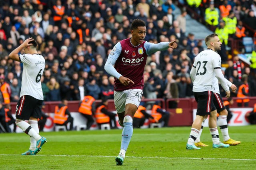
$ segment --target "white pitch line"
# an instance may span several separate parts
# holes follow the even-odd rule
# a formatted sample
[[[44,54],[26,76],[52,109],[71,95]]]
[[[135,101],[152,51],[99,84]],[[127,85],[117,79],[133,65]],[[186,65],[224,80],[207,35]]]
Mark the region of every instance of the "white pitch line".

-- TASK REQUIREMENTS --
Copy every line of the records above without any changes, but leave out the picture.

-- FINAL RESULT --
$ segment --target "white pitch line"
# an instance may span several separate parts
# holes follow the even-odd rule
# a formatted sample
[[[44,54],[26,76],[52,109],[71,95]]]
[[[135,101],[152,51],[99,84]],[[127,85],[117,79],[133,65]],[[186,65],[224,80],[207,35]]]
Mark the region of every instance of the "white pitch line".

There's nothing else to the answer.